19 Ocak 2015 Pazartesi

Ermeni Sorununun Hukuksal Boyutu 3




Ermeni Sorununun Hukuksal Boyutu  3


Uluslararası Hukuk açısından Ermeni Sorunu

Doç. Dr. Sadi ÇAYCI 
Avrasya Stratejik Araştırmalar Merkezi (ASAM) Uluslararası Hukuk Danışmanı. E-Posta: scayci@asam.org.tr 

Giriş

Ermeni Sorununun incelenmesinde ilk adımın, bu sorunun taraflarının saptanmasıyla başlaması gerekir. Sorunun “karşı” tarafı, başta Ermenistan olmak üzere, Ermeni Diyasporası, bunlara doğrudan destek sağlayan ülkeler (Ermeni soykırımının tanınması veya kabulü konusunda karar alan ya da yasa çıkaran ülkeler), kuruluşlar ve kişiler yanında, genel olarak ABD ve Avrupa’nın diğer ülkeleridir. Hedef, Türkiye, Türkler ve Türk ulusal çıkarlarıdır.

[Yapılacak görevler]:
• A. Ermeni Sorunu metninde "Uluslararası Hukuk açısından" ile "Türk ulusal çıkarlarıdır." arasındaki bölümü, bu ifadeler de dahil olmak üzere aynen yineleyin.
• B. Ermeni Sorunu metninde hedef olarak belirtilen unsurları sıralayın.
• C. Ermeni Sorunu metnine göre bu sorunun incelenmesinde ilk adım neyle başlamalıdır?
Verilerin bu metinle hiçbir ilgisi yoktur.

[Verilen bilgiler]:
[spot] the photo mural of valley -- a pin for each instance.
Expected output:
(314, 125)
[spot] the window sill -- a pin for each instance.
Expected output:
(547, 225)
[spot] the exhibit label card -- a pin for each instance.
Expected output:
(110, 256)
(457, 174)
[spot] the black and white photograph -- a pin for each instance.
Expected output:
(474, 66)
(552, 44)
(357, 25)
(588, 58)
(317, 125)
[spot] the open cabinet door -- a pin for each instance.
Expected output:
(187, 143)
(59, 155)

[Görev yanıtları]:
• A.
Uluslararası Hukuk açısından Ermeni Sorunu

Doç. Dr. Sadi ÇAYCI 
Avrasya Stratejik Araştırmalar Merkezi (ASAM) Uluslararası Hukuk Danışmanı. E-Posta: scayci@asam.org.tr 

Giriş

Ermeni Sorununun incelenmesinde ilk adımın, bu sorunun taraflarının saptanmasıyla başlaması gerekir. Sorunun “karşı” tarafı, başta Ermenistan olmak üzere, Ermeni Diyasporası, bunlara doğrudan destek sağlayan ülkeler (Ermeni soykırımının tanınması veya kabulü konusunda karar alan ya da yasa çıkaran ülkeler), kuruluşlar ve kişiler yanında, genel olarak ABD ve Avrupa’nın diğer ülkeleridir. Hedef, Türkiye, Türkler ve Türk ulusal çıkarlarıdır.

• B. Türkiye, Türkler, Türk ulusal çıkarları

• C. Sorunun taraflarının saptanmasıyla.